##### Task data
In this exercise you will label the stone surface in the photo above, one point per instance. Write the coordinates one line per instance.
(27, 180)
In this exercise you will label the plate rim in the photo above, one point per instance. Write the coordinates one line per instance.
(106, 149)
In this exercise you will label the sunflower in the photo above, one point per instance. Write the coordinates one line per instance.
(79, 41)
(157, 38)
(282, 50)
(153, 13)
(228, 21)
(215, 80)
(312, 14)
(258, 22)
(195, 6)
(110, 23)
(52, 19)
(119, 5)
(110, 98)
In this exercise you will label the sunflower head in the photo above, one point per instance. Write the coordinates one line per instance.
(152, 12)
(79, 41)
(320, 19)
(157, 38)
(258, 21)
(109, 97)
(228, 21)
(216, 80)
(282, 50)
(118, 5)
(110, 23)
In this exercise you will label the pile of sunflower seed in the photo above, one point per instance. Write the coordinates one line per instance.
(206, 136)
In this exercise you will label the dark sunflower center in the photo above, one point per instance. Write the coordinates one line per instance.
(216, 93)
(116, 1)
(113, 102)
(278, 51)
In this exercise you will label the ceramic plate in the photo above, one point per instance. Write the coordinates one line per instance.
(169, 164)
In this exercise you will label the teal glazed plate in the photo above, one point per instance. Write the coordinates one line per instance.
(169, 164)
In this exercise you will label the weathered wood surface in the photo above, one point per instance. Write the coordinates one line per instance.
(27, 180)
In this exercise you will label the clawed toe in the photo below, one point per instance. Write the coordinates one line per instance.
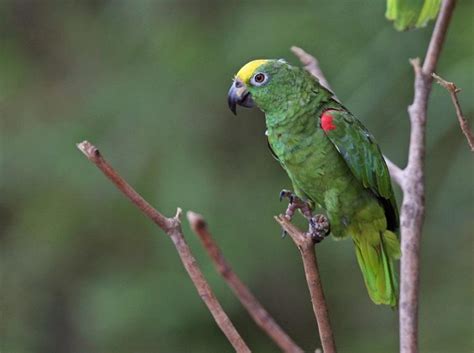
(318, 228)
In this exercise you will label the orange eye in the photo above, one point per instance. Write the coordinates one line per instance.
(259, 79)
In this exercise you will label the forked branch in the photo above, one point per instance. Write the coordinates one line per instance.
(463, 123)
(172, 227)
(306, 247)
(248, 300)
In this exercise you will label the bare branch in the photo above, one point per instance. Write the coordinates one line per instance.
(395, 171)
(413, 206)
(172, 227)
(453, 91)
(248, 300)
(308, 254)
(438, 36)
(311, 65)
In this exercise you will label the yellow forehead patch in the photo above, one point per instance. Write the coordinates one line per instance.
(248, 70)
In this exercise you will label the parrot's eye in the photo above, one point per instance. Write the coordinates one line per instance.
(259, 79)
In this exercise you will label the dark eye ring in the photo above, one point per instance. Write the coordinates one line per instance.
(259, 79)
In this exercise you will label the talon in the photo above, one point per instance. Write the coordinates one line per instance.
(319, 228)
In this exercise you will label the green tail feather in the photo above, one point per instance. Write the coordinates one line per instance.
(375, 256)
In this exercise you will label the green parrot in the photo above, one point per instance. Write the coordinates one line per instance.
(333, 162)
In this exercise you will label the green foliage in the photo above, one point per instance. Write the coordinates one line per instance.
(408, 14)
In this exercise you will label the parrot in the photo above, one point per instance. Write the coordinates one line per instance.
(333, 163)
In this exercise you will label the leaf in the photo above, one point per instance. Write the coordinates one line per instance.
(408, 14)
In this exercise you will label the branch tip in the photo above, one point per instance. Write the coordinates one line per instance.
(179, 213)
(196, 221)
(89, 150)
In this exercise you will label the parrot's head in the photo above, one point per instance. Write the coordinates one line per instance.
(266, 83)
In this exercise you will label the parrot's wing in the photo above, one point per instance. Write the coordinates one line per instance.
(363, 157)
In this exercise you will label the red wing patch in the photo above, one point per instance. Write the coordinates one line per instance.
(326, 121)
##########
# Direction
All of the entries need to be transcribed word for word; pictures are left out.

# Full response
In this exercise you will label the stone surface in the photo above, one point per instance. Write the coordinates one line per instance.
(27, 180)
In this exercise you will label the plate rim in the photo above, one point per instance. Write the coordinates one line per instance.
(106, 149)
In this exercise you will label the sunflower in the photo above, one point per instance. Write the coordinates one line per instance.
(79, 41)
(157, 38)
(282, 50)
(153, 13)
(228, 21)
(215, 80)
(312, 14)
(258, 22)
(195, 6)
(110, 23)
(52, 19)
(119, 5)
(110, 98)
In this exercise you will label the sunflower head in the photo above, one point per instance. Write the coordinates one line per instance.
(152, 12)
(79, 41)
(320, 19)
(157, 38)
(258, 21)
(109, 97)
(228, 21)
(216, 80)
(282, 50)
(118, 5)
(110, 23)
In this exercise you will label the pile of sunflower seed in the photo above, one point per instance. Write the coordinates one line per instance.
(206, 136)
In this exercise you will label the dark sunflower center in the photo above, one point per instance. Write the coordinates one line per instance.
(216, 93)
(116, 1)
(113, 102)
(278, 51)
In this exercise you will label the ceramic plate in the photo above, one point per instance. Write the coordinates one line per instance.
(169, 164)
In this exercise you will label the teal glazed plate in the photo above, one point per instance. Write the coordinates one line per instance.
(169, 164)
In this exercise you will label the weathered wood surface in the photo above, one point per instance. Write the coordinates one line per instance.
(27, 180)
In this exercise you will label the clawed toe in the photo below, one point per instance. Write the coordinates one line per instance.
(318, 228)
In this exercise you will label the orange eye in the photo above, one point per instance. Write the coordinates one line per instance.
(259, 79)
In this exercise you will label the forked branch in the photo above, one point per instance. Write the coordinates one line per instance.
(463, 123)
(172, 227)
(306, 247)
(248, 300)
In this exercise you will label the bare branch in the photo above, one point per instance. Write the coordinates one line per instance.
(395, 171)
(413, 206)
(172, 227)
(453, 91)
(248, 300)
(308, 254)
(438, 36)
(311, 65)
In this exercise you will label the yellow forehead patch in the photo above, one point per instance. Write the coordinates one line per instance.
(248, 70)
In this exercise you will label the parrot's eye in the photo above, one point per instance. Write the coordinates one line per instance.
(259, 79)
In this exercise you will label the dark eye ring in the photo above, one point per instance. Write the coordinates one line per instance.
(259, 79)
In this exercise you will label the talon in the photo above, one point per instance. Write the coordinates one line per instance.
(319, 228)
In this exercise you will label the green tail feather in the photo above, one point per instance. Write the coordinates one line per instance.
(375, 256)
In this exercise you will label the green parrot in the photo above, one point per instance. Write the coordinates one line per instance.
(333, 162)
In this exercise you will label the green foliage in the photo above, one point per instance. Write the coordinates one line per instance.
(408, 14)
In this exercise you will label the parrot in the photo above, one point per instance. Write the coordinates one line per instance.
(333, 163)
In this exercise you will label the leaf in the photo above, one point per instance. Write the coordinates one line per instance.
(408, 14)
In this exercise you will label the branch tip in the photo above, one point per instance. Write the coordinates one line per instance.
(179, 213)
(196, 221)
(89, 150)
In this exercise you will label the parrot's head in the photo above, one point per instance. Write the coordinates one line per instance.
(266, 83)
In this exercise you will label the parrot's wing in the photo above, one point per instance. Write the coordinates one line per instance.
(363, 157)
In this exercise you will label the red wing patch in the photo above, one point per instance. Write the coordinates one line per instance.
(326, 121)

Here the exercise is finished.